:: Requirements ::
Transcribe exactly the lines from the one holding "In this photo, where can the person's arm" to the end of the data below, including both of those lines and no others.
=-=-=
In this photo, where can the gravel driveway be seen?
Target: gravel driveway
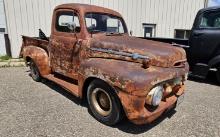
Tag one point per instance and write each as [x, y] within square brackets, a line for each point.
[28, 108]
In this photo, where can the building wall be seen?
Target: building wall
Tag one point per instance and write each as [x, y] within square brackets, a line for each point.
[25, 17]
[2, 25]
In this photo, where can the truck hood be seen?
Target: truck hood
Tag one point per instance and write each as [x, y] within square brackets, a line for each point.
[159, 54]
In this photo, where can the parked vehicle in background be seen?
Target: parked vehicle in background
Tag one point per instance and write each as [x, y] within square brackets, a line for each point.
[203, 46]
[90, 54]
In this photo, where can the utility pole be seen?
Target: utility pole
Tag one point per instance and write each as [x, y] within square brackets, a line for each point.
[206, 3]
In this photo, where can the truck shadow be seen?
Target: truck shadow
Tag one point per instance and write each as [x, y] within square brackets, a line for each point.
[210, 79]
[125, 125]
[62, 91]
[128, 127]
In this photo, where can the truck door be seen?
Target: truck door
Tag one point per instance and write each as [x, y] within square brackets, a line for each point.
[63, 43]
[205, 37]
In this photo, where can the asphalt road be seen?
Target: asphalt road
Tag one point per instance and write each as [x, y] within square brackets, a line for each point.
[28, 108]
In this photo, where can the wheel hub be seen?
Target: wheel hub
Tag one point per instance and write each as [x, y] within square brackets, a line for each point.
[101, 101]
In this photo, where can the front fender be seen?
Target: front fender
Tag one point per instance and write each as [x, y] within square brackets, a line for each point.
[128, 76]
[39, 56]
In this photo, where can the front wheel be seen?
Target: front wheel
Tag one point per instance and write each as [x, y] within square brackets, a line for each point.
[104, 103]
[35, 74]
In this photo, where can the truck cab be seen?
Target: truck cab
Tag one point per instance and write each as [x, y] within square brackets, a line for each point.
[91, 55]
[204, 50]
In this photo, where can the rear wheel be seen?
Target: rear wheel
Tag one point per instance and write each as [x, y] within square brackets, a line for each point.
[35, 74]
[104, 103]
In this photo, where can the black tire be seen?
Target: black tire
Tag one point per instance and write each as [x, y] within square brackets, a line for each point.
[35, 74]
[218, 75]
[114, 113]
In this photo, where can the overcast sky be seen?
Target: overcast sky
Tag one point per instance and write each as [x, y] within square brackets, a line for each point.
[214, 3]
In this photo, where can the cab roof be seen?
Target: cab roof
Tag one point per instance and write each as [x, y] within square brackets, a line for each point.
[85, 8]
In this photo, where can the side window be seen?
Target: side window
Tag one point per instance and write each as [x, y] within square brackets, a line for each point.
[114, 25]
[65, 18]
[91, 23]
[210, 20]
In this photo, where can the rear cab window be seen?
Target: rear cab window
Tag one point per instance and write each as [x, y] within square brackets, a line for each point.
[63, 18]
[210, 20]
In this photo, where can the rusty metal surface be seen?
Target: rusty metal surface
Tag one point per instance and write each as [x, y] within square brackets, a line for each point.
[131, 65]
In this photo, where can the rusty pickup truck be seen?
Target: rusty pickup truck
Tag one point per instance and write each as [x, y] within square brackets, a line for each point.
[91, 55]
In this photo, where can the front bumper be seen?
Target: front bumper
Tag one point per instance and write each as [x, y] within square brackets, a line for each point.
[139, 113]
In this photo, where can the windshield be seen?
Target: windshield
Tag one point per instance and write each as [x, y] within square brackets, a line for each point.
[99, 22]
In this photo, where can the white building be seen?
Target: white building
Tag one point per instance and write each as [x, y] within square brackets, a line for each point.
[156, 18]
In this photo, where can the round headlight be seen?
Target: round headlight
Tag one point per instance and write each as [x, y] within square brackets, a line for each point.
[155, 95]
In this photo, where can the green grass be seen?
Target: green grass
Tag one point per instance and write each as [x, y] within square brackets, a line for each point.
[5, 57]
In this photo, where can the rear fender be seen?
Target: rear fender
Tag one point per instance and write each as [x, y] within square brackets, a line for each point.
[39, 56]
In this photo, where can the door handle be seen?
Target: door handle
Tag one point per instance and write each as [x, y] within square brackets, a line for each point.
[198, 34]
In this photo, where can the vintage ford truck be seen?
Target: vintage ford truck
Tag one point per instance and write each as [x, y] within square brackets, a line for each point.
[91, 55]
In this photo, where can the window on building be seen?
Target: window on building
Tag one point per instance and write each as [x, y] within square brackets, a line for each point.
[182, 34]
[65, 18]
[149, 30]
[210, 20]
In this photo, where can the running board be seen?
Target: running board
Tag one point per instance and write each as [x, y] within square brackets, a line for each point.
[71, 87]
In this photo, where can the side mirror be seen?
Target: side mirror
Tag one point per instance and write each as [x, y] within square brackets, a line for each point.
[131, 32]
[72, 26]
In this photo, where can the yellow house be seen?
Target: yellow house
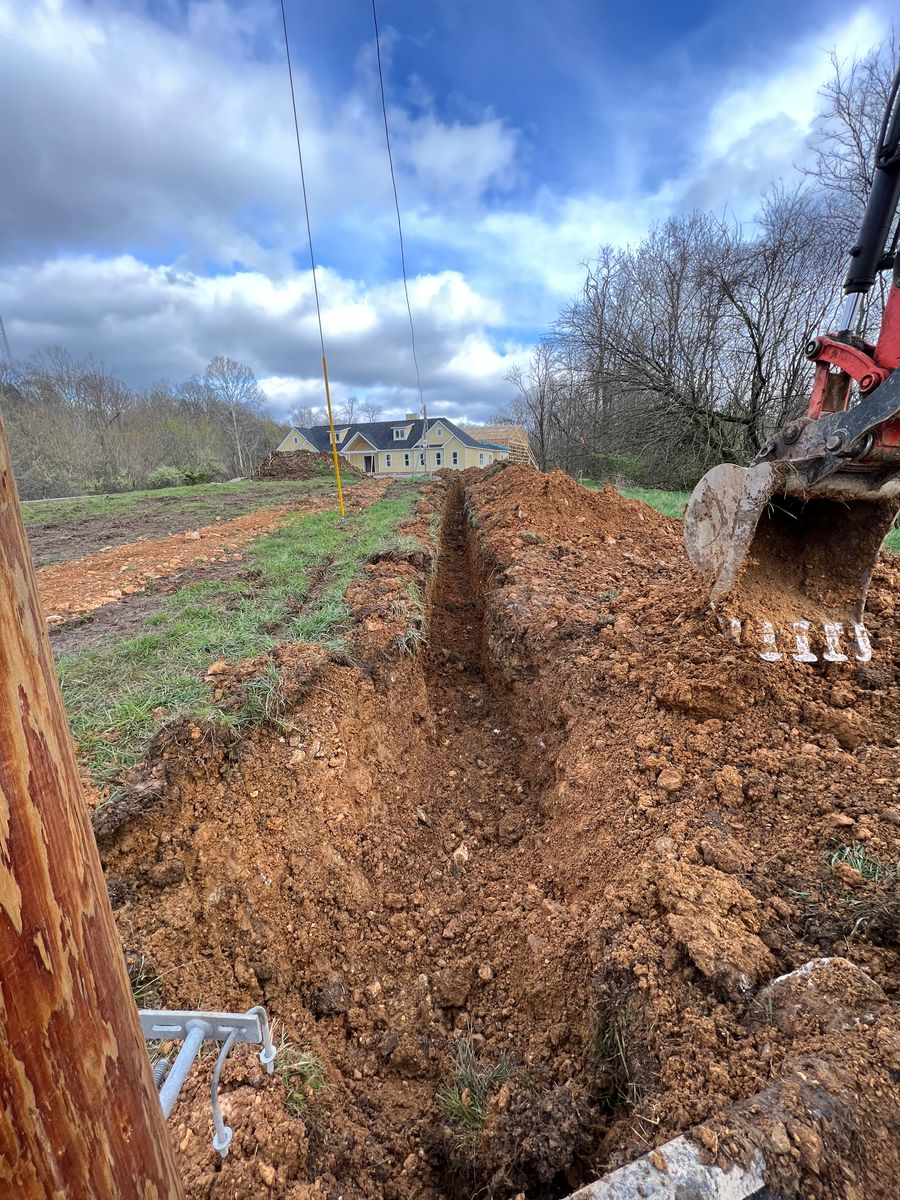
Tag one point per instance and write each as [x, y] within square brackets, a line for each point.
[399, 448]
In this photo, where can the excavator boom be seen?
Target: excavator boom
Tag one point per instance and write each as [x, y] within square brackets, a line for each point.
[787, 545]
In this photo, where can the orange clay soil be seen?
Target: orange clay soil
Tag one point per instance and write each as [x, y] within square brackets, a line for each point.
[87, 583]
[579, 834]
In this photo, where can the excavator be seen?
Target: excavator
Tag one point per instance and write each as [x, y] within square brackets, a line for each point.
[787, 545]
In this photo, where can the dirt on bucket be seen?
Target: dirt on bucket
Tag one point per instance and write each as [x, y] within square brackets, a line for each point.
[514, 899]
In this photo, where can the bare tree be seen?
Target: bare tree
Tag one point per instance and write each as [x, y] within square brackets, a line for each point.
[348, 411]
[304, 417]
[847, 129]
[235, 400]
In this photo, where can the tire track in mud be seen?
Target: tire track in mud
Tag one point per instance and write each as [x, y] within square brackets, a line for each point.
[90, 583]
[376, 880]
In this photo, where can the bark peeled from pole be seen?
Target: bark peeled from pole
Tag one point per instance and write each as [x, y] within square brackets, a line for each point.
[79, 1116]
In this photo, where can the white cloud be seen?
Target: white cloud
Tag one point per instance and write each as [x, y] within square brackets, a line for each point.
[166, 315]
[131, 138]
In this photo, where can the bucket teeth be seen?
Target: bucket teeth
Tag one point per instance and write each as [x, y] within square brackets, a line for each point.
[803, 653]
[802, 642]
[772, 653]
[833, 631]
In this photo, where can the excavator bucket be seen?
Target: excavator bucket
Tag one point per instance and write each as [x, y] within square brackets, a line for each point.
[789, 567]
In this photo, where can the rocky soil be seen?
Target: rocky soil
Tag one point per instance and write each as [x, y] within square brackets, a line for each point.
[527, 893]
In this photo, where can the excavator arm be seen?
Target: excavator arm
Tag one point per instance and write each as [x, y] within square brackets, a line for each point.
[789, 544]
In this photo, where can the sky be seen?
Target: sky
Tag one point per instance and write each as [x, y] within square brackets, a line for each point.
[150, 207]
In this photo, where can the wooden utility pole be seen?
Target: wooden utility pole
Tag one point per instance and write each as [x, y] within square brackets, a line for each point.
[79, 1116]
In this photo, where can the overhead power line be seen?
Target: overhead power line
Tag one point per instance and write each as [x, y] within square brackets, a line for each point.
[400, 229]
[312, 261]
[5, 353]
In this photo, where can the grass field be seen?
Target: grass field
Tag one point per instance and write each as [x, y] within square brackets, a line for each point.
[195, 501]
[112, 694]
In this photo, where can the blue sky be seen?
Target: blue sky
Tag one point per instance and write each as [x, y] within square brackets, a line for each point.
[151, 203]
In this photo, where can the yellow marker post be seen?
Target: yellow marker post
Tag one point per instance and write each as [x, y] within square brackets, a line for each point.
[334, 439]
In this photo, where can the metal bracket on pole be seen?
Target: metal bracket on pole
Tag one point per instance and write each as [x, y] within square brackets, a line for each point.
[192, 1029]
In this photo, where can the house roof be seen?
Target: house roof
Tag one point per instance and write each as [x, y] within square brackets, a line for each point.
[381, 435]
[501, 435]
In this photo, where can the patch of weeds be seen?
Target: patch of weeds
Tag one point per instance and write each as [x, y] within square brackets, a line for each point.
[301, 1074]
[412, 610]
[144, 979]
[671, 504]
[117, 695]
[471, 1084]
[607, 1050]
[869, 868]
[263, 700]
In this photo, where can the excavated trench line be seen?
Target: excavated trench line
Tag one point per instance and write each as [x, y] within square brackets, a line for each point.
[381, 895]
[397, 874]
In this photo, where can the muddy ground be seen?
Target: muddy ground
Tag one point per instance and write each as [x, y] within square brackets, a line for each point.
[569, 844]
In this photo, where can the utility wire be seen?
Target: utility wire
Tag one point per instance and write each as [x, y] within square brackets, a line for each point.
[312, 263]
[400, 233]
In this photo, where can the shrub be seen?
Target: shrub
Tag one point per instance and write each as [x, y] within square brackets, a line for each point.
[105, 484]
[166, 477]
[621, 467]
[207, 471]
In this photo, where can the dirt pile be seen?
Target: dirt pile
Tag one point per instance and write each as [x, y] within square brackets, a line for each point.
[304, 465]
[522, 892]
[84, 585]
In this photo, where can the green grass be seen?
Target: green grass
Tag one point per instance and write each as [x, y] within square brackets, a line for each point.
[471, 1083]
[199, 497]
[609, 1053]
[869, 868]
[672, 504]
[112, 693]
[301, 1074]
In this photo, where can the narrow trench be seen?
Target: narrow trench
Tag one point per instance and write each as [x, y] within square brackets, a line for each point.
[479, 787]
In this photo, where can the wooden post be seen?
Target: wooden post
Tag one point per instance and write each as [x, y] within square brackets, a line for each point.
[79, 1116]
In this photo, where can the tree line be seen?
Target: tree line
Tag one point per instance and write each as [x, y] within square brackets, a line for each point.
[75, 429]
[687, 349]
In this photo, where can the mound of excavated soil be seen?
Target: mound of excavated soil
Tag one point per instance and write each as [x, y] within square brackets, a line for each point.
[571, 843]
[303, 465]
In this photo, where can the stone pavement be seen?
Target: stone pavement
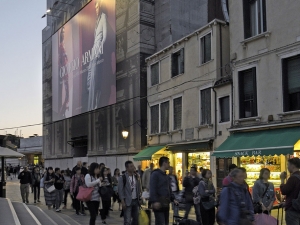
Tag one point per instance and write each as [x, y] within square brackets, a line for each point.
[13, 193]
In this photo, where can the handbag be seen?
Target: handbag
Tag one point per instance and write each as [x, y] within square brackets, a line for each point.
[51, 189]
[85, 193]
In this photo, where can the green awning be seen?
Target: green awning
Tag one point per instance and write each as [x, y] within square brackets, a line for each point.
[264, 142]
[195, 146]
[146, 153]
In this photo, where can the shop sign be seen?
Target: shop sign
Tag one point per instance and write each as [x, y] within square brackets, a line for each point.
[247, 153]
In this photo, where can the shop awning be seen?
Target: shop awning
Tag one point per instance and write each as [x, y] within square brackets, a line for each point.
[146, 153]
[264, 142]
[194, 146]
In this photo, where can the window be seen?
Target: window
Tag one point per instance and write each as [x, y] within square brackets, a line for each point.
[178, 63]
[254, 17]
[224, 109]
[291, 83]
[247, 92]
[154, 74]
[164, 117]
[155, 119]
[206, 48]
[177, 104]
[206, 106]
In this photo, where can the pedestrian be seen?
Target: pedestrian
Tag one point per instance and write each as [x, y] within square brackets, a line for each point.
[50, 197]
[92, 180]
[175, 189]
[25, 181]
[106, 192]
[227, 180]
[291, 190]
[59, 188]
[236, 206]
[36, 179]
[146, 177]
[115, 181]
[207, 192]
[67, 178]
[189, 182]
[161, 193]
[263, 193]
[76, 182]
[129, 187]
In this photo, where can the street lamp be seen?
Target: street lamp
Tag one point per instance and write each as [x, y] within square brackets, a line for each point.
[125, 134]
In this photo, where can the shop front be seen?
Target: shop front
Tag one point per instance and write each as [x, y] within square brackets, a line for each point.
[260, 149]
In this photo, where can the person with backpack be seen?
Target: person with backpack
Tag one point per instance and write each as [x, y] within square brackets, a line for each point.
[77, 181]
[129, 189]
[292, 192]
[236, 206]
[189, 183]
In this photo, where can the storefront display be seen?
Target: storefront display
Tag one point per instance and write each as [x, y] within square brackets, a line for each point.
[201, 159]
[253, 165]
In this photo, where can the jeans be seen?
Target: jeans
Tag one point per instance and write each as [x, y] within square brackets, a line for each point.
[59, 198]
[24, 188]
[131, 211]
[162, 217]
[93, 207]
[36, 190]
[292, 217]
[188, 207]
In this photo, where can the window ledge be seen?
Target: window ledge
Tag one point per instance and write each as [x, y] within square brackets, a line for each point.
[257, 118]
[259, 36]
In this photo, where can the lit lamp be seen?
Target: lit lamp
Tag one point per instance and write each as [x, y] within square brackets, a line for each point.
[125, 134]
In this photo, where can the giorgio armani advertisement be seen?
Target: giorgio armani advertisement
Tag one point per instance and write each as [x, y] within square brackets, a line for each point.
[84, 61]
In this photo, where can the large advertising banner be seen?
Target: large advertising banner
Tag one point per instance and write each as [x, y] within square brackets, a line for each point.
[84, 61]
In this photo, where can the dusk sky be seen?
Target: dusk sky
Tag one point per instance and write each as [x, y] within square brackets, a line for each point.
[21, 65]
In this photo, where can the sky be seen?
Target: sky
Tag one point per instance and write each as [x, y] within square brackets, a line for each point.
[21, 65]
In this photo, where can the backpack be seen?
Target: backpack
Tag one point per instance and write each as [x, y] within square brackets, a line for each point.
[296, 201]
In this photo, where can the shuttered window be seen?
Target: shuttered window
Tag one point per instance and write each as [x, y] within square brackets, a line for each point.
[247, 93]
[255, 21]
[154, 74]
[178, 63]
[205, 106]
[206, 48]
[155, 119]
[177, 104]
[291, 83]
[224, 109]
[164, 117]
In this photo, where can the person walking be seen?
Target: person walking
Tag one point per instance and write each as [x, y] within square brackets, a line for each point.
[189, 182]
[263, 193]
[161, 193]
[25, 181]
[115, 181]
[207, 191]
[236, 206]
[175, 189]
[106, 192]
[291, 190]
[77, 181]
[59, 188]
[36, 179]
[50, 197]
[92, 180]
[67, 178]
[129, 188]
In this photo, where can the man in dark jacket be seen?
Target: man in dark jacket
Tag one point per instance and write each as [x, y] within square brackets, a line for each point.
[291, 190]
[161, 193]
[189, 183]
[25, 181]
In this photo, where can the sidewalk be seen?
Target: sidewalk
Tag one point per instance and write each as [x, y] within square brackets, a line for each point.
[13, 193]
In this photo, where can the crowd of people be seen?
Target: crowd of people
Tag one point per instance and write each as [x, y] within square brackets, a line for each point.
[235, 204]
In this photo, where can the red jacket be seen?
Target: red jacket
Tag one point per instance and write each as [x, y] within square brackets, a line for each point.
[74, 182]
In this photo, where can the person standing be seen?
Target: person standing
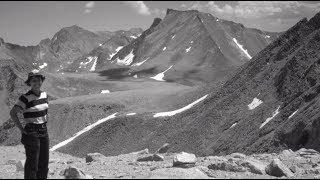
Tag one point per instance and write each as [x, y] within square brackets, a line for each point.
[34, 106]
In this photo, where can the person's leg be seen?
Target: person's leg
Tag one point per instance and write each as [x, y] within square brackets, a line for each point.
[43, 169]
[32, 147]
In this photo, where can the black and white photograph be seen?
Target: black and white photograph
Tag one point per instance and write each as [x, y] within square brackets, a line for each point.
[159, 89]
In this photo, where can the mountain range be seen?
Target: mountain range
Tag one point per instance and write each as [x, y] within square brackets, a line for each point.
[202, 84]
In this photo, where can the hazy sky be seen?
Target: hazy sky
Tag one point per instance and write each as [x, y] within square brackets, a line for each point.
[26, 23]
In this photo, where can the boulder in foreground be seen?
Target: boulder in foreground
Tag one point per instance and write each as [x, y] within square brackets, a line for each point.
[177, 173]
[154, 157]
[278, 169]
[163, 149]
[74, 173]
[93, 157]
[20, 165]
[184, 160]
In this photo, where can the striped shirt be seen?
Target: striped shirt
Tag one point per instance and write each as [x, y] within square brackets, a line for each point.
[35, 108]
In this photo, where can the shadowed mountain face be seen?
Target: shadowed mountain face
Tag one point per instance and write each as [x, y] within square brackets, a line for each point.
[65, 47]
[271, 103]
[197, 46]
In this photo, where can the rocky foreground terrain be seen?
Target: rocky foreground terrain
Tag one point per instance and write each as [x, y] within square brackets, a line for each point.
[303, 163]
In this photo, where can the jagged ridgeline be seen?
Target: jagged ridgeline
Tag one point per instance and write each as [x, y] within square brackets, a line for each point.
[271, 103]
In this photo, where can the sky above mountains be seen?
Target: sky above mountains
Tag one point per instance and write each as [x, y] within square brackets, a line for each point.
[27, 22]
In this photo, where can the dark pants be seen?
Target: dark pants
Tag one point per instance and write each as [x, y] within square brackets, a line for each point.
[36, 145]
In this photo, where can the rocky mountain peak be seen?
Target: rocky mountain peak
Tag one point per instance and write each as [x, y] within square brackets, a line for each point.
[315, 21]
[173, 11]
[45, 41]
[1, 41]
[155, 22]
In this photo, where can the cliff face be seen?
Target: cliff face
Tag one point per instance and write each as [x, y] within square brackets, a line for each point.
[197, 47]
[271, 103]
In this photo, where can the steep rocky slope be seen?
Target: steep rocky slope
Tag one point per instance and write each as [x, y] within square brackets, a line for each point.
[287, 164]
[99, 57]
[271, 103]
[189, 47]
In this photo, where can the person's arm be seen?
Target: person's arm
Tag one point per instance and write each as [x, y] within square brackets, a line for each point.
[14, 116]
[18, 107]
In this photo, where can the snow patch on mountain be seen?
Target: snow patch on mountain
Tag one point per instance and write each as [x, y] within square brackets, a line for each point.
[43, 65]
[188, 49]
[140, 63]
[118, 49]
[233, 125]
[255, 103]
[241, 47]
[131, 114]
[93, 68]
[105, 91]
[86, 129]
[270, 118]
[293, 114]
[126, 60]
[171, 113]
[160, 76]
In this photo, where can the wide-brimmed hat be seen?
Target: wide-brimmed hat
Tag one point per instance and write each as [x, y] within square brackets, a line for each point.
[34, 73]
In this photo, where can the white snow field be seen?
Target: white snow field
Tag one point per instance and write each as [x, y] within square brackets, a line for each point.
[105, 91]
[293, 114]
[63, 143]
[255, 103]
[140, 63]
[160, 76]
[126, 60]
[241, 47]
[43, 65]
[270, 118]
[171, 113]
[93, 68]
=-=-=
:: Finished task ::
In this photo, where can the person's arm be seen?
Target: person's arm
Tag one point per instance and write each as [x, y] within square brackets, a line for each point.
[14, 116]
[18, 107]
In this photo, where can the snow patch on mountain be seen?
Target: snow patch on mountain
Tag one point per instance and write each as [x, y] within square brackets, a line for each point.
[43, 65]
[188, 49]
[140, 63]
[118, 49]
[233, 125]
[255, 103]
[241, 47]
[131, 114]
[93, 68]
[105, 91]
[86, 129]
[270, 118]
[293, 114]
[126, 60]
[171, 113]
[160, 76]
In this photo, where can the wide-brimmed hat be seen?
Target: wide-brimmed hat
Tag one point per instance and write each as [x, y] within square brackets, a line for each point.
[34, 73]
In this photo, where can the white snow field be seen?
Target: white snow field
Tag one point per instance and write each as [x, y] within square brackets, a line for each point.
[105, 91]
[293, 114]
[63, 143]
[255, 103]
[140, 63]
[160, 76]
[126, 60]
[241, 47]
[43, 65]
[270, 118]
[171, 113]
[93, 68]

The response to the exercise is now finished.